■ **Stated goal 1**:
In the securities filing excerpt, what position will Mr. Rosenblum take at Scopia Management?
■ **Stated goal 2**:
Go on with the securities filing excerpt, beginning right after its final line.

■ **Passage to read**:
━━━━━━

The 4,000 Shares beneficially owned by Mr. Lande were acquired upon the vesting of certain restricted stock units awarded to Mr. Lande in connection with his service as a director of the Issuer.
 
Item 4.
Purpose of the Transaction.
 
Item 4 is hereby amended to add the following:
 
On January 27, 2016, Coppersmith Capital and Scopia Capital Management LP (“Scopia Management”) announced that Mr. Lande will join Scopia Management as Head of Special Situations and Mr. Rosenblum will join Scopia Management as Senior Analyst, Special Situations. Messrs. Lande and Rosenblum will join Scopia Management to launch a new Special Situations investing group. Messrs. Lande and Rosenblum’s transition to Scopia Management shall take place prior to April 1, 2016. Mr. Lande will retain his position on the Issuer’s Board of Directors.
 
Item 5.

━━━━━━

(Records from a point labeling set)
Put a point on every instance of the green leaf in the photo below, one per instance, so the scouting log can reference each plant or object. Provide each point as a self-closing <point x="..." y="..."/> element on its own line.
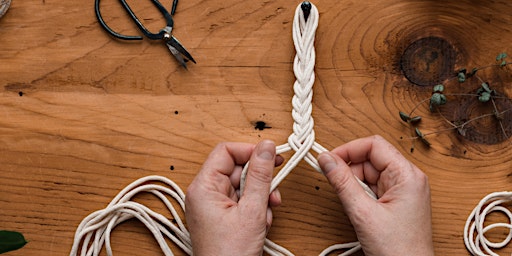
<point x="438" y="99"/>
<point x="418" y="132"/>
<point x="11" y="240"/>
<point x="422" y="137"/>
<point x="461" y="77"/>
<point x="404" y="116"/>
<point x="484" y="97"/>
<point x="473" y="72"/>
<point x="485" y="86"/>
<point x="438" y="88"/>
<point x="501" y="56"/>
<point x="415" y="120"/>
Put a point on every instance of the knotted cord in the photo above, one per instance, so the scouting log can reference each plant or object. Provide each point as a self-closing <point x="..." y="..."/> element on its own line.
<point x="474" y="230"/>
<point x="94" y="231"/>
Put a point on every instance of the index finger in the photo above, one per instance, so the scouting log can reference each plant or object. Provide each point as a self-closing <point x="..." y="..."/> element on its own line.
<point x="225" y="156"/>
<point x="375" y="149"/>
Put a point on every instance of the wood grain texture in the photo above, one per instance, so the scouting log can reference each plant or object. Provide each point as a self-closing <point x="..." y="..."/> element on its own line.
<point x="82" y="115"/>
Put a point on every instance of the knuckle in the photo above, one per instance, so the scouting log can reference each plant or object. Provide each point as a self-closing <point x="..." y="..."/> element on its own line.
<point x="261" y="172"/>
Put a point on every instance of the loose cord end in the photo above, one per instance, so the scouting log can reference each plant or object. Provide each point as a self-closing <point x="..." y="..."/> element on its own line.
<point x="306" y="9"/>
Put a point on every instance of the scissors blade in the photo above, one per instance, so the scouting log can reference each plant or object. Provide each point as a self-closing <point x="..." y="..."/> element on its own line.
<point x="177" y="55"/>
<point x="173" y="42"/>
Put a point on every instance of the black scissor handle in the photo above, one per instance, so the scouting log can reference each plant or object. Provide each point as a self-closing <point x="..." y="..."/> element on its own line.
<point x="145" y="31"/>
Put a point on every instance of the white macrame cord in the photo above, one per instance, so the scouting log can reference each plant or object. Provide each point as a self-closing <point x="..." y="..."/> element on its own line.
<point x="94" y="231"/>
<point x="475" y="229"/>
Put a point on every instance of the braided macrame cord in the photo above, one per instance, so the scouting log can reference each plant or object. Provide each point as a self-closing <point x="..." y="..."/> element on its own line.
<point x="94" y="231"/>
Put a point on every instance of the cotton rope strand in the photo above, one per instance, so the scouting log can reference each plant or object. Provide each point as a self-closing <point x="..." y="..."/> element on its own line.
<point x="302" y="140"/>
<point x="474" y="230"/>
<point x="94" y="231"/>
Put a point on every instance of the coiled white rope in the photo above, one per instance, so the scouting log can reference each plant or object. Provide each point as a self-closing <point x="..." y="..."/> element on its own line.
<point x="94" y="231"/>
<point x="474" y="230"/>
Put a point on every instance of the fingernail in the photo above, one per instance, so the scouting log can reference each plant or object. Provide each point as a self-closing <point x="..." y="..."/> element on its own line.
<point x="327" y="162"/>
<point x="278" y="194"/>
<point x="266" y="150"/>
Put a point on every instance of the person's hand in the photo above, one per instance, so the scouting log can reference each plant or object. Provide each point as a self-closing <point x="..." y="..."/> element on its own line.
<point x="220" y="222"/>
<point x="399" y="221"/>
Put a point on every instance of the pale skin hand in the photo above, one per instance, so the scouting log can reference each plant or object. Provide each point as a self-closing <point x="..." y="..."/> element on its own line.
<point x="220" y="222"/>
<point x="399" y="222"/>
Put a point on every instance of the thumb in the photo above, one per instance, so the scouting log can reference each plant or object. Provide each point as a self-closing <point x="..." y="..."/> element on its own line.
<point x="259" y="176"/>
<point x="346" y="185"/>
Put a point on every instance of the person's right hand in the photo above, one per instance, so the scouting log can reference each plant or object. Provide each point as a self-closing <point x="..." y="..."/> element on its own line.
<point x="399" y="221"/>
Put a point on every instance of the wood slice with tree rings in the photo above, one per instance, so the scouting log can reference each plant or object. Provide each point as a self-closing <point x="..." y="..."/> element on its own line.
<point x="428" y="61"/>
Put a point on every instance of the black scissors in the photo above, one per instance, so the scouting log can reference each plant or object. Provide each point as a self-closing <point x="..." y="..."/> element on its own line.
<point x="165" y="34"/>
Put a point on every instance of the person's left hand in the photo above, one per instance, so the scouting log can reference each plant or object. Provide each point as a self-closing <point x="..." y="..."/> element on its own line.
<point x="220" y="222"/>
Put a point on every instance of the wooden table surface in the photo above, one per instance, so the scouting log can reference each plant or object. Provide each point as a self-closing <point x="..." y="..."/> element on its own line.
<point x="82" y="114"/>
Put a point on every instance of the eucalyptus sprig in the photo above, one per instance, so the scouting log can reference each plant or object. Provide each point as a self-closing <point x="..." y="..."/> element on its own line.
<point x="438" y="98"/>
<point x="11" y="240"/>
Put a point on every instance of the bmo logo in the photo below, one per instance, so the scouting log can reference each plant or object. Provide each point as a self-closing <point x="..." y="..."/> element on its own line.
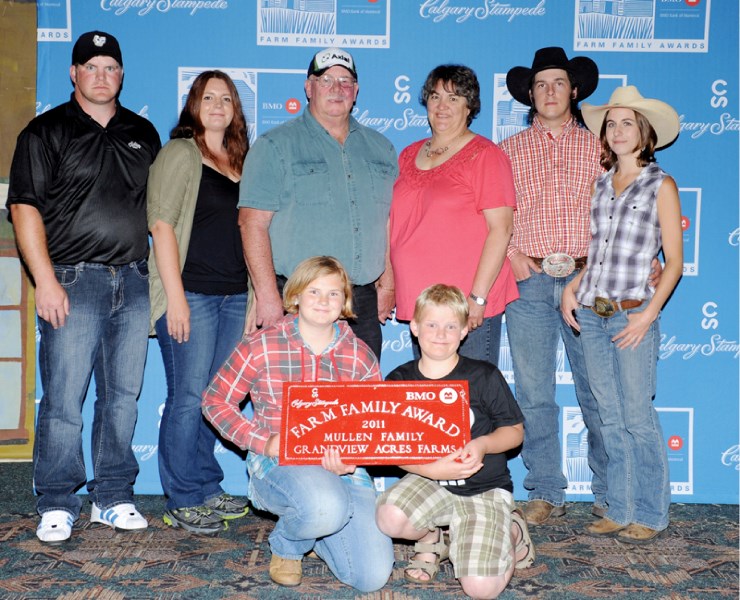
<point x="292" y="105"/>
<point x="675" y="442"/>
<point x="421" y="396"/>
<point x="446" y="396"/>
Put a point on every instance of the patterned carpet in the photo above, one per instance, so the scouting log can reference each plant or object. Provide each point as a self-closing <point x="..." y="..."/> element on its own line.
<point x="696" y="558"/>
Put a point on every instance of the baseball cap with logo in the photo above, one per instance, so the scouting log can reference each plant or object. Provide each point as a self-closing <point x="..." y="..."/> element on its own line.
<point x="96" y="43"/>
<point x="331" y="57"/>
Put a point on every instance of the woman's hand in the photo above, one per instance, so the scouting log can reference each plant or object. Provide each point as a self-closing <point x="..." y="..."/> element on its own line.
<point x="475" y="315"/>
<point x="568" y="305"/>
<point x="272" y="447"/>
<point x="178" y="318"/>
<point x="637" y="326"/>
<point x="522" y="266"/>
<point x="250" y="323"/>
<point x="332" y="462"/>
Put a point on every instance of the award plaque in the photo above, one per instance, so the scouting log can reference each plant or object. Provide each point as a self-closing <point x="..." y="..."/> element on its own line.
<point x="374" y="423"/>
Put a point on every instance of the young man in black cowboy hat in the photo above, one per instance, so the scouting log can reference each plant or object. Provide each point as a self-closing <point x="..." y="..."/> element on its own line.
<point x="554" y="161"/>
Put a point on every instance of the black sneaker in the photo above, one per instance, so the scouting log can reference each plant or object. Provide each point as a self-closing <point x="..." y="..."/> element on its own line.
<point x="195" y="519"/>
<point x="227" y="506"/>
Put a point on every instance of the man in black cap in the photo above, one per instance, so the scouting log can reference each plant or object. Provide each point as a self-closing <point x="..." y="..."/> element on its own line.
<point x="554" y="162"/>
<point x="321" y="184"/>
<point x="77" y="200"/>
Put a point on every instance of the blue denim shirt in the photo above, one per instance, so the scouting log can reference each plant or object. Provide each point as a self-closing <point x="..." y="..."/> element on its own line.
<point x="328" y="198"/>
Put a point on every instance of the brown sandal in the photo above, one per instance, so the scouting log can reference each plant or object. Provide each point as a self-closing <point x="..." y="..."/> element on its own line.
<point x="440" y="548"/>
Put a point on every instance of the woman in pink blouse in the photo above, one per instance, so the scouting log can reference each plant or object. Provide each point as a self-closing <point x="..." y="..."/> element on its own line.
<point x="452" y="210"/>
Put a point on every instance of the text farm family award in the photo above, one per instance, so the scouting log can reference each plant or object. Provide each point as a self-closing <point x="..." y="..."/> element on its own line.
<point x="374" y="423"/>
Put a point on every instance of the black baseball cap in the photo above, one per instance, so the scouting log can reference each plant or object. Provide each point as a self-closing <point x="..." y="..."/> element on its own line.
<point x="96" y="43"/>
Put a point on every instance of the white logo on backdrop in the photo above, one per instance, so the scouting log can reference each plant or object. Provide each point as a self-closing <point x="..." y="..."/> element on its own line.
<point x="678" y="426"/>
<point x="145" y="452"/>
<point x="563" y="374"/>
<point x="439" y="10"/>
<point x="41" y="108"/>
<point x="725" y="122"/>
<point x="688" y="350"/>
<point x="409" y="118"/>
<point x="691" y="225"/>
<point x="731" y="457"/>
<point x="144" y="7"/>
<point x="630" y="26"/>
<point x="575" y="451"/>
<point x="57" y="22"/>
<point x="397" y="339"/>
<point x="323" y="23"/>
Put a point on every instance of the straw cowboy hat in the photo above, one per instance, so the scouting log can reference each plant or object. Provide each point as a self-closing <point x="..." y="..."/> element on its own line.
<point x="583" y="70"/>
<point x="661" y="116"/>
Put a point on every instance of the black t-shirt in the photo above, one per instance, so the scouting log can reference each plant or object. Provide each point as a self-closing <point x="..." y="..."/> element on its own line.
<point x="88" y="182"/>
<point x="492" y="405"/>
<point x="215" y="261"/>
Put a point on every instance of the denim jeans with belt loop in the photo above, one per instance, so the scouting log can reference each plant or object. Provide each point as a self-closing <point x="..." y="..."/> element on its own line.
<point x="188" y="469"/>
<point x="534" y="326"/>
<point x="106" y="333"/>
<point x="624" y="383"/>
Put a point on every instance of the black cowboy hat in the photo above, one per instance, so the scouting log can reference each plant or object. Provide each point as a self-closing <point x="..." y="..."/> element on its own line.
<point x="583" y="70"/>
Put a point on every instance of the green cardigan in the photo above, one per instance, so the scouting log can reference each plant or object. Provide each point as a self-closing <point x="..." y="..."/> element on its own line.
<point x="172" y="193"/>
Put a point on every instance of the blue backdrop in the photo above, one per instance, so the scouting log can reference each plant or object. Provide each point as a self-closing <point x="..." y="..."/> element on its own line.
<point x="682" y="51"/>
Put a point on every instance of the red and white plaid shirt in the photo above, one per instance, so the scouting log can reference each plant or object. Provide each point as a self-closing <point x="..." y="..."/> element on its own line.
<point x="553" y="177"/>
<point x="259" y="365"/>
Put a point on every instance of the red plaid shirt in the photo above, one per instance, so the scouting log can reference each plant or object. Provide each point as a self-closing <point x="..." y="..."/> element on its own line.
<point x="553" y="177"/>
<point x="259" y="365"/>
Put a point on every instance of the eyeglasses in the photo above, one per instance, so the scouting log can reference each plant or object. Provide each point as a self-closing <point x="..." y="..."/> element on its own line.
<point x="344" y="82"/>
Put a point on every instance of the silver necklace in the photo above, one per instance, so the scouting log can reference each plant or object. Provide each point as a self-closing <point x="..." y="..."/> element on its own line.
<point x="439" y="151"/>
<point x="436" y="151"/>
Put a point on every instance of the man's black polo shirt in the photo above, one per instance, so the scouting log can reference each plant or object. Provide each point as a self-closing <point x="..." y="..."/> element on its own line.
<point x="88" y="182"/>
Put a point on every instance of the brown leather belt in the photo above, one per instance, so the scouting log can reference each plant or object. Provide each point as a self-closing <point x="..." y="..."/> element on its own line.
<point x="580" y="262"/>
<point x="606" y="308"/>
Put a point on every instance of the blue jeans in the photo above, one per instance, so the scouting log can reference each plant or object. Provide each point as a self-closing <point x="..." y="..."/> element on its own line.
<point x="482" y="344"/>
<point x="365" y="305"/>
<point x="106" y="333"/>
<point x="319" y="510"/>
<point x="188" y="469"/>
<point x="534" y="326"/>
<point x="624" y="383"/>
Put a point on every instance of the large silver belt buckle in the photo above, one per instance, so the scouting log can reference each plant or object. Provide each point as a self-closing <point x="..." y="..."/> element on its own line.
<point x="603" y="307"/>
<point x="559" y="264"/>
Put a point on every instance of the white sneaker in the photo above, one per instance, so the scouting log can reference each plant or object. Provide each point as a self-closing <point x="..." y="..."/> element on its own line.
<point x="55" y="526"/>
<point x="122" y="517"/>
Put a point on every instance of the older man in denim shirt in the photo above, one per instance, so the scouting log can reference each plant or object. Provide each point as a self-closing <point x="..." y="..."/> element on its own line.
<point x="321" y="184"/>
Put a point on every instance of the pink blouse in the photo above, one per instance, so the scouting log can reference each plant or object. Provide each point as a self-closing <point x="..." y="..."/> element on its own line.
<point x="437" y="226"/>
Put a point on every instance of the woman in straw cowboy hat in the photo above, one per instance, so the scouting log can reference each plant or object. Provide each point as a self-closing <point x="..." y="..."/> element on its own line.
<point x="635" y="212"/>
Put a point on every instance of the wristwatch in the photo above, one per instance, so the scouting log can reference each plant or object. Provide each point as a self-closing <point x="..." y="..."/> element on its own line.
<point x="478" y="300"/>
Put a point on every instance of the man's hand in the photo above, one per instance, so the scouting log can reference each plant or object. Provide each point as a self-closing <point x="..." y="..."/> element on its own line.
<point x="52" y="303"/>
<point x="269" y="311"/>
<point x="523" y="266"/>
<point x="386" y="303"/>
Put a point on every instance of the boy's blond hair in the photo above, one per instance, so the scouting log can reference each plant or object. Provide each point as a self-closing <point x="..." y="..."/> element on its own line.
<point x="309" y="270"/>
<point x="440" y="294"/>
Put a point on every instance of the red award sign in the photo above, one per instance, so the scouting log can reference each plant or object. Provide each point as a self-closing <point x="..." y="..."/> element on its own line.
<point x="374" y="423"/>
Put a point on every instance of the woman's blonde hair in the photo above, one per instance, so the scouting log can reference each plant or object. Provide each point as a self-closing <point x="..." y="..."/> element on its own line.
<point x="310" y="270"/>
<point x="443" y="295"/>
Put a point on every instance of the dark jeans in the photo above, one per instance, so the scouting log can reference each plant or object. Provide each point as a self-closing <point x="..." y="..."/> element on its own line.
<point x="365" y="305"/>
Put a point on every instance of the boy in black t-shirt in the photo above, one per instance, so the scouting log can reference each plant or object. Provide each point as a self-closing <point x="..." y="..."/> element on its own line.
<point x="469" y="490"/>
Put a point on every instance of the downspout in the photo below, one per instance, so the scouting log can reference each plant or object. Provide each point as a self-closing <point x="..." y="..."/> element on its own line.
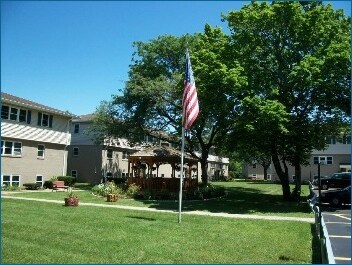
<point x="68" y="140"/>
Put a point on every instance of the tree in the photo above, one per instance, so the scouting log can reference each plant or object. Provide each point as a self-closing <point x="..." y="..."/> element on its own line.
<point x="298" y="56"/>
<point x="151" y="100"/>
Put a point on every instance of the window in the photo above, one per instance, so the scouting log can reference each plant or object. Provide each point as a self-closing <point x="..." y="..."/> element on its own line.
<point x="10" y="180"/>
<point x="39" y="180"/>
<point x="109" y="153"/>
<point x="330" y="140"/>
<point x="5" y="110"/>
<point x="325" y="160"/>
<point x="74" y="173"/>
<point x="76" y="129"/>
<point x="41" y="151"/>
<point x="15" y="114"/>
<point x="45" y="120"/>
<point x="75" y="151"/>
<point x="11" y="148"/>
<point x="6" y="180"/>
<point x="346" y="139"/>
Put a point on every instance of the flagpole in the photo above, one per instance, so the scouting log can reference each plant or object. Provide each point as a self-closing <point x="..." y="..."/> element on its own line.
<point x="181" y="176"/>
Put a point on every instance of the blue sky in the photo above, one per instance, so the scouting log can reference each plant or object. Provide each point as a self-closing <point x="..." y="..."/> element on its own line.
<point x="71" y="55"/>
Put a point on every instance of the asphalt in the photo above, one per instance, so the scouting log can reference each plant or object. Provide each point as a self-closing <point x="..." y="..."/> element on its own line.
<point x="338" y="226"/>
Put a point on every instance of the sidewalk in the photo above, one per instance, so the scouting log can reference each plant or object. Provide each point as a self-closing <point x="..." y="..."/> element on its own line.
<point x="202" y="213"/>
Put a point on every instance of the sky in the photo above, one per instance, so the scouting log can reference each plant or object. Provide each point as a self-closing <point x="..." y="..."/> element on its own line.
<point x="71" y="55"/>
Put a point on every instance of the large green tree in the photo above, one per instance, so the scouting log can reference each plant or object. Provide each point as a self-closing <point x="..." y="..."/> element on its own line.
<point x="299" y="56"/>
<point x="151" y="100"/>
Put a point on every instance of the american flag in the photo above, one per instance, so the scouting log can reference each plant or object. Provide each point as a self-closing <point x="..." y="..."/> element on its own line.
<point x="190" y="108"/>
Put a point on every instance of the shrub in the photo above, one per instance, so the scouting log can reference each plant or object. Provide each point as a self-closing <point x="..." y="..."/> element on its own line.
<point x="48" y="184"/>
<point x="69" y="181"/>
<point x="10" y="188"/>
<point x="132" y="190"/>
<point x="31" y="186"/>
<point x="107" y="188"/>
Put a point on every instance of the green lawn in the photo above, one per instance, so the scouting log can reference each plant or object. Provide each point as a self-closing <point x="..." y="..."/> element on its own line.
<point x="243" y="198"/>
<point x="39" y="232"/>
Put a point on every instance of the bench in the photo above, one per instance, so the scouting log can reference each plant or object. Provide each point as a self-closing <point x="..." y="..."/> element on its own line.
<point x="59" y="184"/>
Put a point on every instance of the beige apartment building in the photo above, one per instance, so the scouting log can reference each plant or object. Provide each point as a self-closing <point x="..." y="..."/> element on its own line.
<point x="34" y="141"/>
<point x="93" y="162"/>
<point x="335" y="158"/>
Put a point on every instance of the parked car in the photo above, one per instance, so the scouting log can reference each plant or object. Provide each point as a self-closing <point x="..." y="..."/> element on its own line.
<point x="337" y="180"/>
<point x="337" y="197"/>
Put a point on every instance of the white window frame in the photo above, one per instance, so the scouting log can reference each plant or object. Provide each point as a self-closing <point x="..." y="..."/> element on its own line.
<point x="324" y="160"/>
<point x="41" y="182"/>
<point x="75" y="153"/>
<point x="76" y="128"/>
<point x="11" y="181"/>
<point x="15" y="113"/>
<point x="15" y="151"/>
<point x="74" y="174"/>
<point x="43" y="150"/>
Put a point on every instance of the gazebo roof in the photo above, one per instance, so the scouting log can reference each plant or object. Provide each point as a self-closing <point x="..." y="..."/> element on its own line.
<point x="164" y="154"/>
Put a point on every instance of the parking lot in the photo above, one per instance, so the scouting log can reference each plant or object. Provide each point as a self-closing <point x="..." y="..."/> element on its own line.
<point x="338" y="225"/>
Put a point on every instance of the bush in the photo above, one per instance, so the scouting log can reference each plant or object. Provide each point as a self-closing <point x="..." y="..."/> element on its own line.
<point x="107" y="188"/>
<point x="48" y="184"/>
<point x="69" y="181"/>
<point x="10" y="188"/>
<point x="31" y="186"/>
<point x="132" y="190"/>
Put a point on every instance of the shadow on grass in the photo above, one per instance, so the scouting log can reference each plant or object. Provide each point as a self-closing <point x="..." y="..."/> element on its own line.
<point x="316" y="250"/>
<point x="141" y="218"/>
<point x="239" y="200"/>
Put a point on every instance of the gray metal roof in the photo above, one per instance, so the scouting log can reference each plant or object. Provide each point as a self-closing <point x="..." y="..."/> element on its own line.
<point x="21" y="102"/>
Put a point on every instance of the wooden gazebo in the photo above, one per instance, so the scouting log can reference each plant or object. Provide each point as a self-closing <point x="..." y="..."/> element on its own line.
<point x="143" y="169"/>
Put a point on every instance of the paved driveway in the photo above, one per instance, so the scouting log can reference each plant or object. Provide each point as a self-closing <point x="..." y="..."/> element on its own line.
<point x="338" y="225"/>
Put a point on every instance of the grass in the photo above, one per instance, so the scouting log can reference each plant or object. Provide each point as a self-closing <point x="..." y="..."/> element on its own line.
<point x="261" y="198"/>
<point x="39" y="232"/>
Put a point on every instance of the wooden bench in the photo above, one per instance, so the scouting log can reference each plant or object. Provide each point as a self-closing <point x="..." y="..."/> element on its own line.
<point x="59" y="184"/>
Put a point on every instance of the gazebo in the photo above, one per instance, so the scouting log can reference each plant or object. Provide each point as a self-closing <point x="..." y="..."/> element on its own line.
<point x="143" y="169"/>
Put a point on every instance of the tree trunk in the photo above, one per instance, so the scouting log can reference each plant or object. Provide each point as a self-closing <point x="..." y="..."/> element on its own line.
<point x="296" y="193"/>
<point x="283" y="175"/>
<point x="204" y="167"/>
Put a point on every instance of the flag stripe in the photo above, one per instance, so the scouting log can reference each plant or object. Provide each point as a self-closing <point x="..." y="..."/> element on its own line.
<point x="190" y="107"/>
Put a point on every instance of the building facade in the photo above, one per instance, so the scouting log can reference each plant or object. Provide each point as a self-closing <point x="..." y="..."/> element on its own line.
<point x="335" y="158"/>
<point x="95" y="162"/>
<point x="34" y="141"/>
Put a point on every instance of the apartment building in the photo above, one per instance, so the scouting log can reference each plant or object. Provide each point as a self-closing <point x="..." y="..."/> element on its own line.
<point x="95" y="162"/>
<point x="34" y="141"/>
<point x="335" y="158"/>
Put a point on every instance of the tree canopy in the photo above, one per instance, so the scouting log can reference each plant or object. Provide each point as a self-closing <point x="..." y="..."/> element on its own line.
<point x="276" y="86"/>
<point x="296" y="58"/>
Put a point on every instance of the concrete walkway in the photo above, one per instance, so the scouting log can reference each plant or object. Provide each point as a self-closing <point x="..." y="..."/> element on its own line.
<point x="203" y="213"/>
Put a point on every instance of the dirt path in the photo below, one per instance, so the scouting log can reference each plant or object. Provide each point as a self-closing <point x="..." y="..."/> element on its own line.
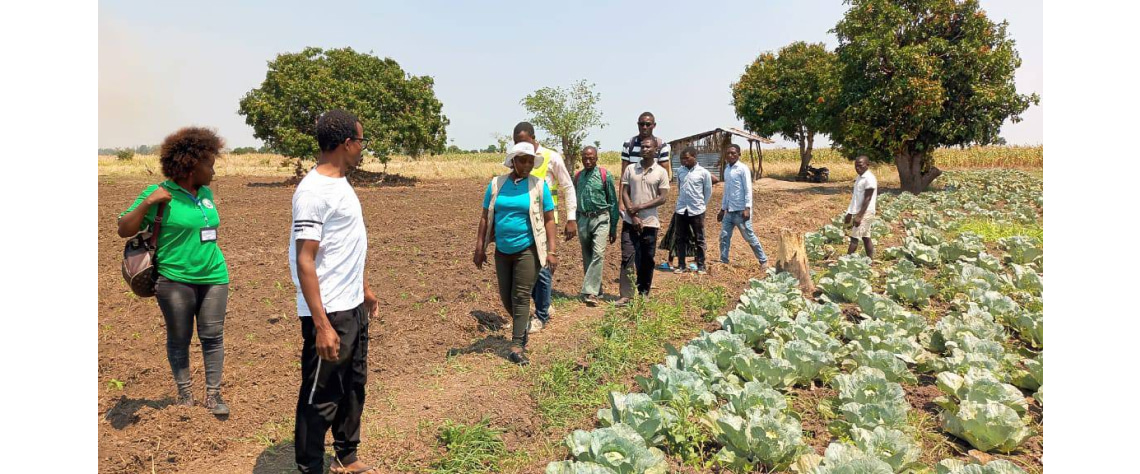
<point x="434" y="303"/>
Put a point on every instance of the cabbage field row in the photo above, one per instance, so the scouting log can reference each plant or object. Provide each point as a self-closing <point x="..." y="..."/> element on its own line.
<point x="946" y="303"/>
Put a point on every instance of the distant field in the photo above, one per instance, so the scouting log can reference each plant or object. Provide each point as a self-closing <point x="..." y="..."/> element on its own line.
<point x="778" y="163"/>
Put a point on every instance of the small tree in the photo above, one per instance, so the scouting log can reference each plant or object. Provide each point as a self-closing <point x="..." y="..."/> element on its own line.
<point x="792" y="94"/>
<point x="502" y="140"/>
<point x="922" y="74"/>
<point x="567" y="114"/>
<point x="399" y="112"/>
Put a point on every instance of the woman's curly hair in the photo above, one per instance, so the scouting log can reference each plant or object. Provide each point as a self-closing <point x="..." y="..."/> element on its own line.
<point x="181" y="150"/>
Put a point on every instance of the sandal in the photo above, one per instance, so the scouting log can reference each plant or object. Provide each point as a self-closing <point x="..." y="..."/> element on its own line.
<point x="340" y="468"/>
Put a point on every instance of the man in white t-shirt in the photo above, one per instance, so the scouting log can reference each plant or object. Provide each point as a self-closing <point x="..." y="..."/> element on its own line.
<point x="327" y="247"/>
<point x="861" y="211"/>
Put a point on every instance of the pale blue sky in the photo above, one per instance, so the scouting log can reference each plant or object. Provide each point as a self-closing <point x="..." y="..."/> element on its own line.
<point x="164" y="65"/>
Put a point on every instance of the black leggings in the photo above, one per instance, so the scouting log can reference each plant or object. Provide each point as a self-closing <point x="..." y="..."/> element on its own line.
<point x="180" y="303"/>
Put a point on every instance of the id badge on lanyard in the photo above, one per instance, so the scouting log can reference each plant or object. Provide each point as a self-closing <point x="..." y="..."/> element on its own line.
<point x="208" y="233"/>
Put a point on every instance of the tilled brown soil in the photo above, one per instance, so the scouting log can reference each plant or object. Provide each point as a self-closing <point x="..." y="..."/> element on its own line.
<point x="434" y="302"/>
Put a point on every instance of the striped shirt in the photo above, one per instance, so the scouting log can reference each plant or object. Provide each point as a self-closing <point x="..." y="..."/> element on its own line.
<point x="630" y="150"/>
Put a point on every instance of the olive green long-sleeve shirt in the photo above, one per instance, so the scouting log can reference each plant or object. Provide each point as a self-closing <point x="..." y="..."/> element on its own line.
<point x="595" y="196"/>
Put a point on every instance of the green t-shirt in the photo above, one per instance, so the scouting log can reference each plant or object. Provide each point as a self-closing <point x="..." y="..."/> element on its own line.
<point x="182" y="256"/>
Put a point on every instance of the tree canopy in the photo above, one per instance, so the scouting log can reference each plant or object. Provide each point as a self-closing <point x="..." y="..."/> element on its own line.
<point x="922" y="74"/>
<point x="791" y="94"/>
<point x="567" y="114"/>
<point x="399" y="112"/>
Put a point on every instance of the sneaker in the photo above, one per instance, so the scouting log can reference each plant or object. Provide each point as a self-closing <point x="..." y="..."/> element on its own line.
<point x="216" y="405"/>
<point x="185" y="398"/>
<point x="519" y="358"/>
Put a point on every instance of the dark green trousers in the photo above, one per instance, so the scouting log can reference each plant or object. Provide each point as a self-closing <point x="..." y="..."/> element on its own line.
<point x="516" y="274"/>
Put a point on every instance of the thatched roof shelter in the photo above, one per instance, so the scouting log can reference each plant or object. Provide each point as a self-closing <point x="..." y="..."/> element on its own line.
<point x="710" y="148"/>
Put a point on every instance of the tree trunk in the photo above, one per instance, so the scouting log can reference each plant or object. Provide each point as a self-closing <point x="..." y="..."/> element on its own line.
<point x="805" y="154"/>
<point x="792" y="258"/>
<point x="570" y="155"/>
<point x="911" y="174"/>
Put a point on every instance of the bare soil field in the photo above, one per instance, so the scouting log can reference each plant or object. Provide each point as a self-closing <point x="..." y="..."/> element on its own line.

━━━━━━

■ **Task output 1**:
Senior Analyst, Special Situations.

■ **Task output 2**:
Interest in Securities of the Issuer.
 
Items 5(a)-(c) are hereby amended and restated as follows:
 
The aggregate percentage of Shares reported owned by each person named herein is based upon 27,704,856 Shares outstanding as of October 21, 2015, which is the total number of Shares outstanding as reported in the Issuer’s quarterly report on Form 10-Q filed with the Securities and Exchange Commission on October 23, 2015.
 
A.
Coppersmith Capital
 
 
(a)
As of the close of business on the date hereof, 1,630,800 Shares were held in the Coppersmith Accounts. Coppersmith Capital, as the Investment Manager of the Coppersmith Accounts, may be deemed the beneficial owner of the 1,630,800 Shares held in the Coppersmith Accounts.
 
Percentage: Approximately 5.9%
 
 
(b)
1. Sole power to vote or direct vote: 1,630,800
 
2. Shared power to vote or direct vote: 0
 
3. Sole power to dispose or direct the disposition: 1,630,800
 
4. Shared power to dispose or direct the disposition: 0

 
(c)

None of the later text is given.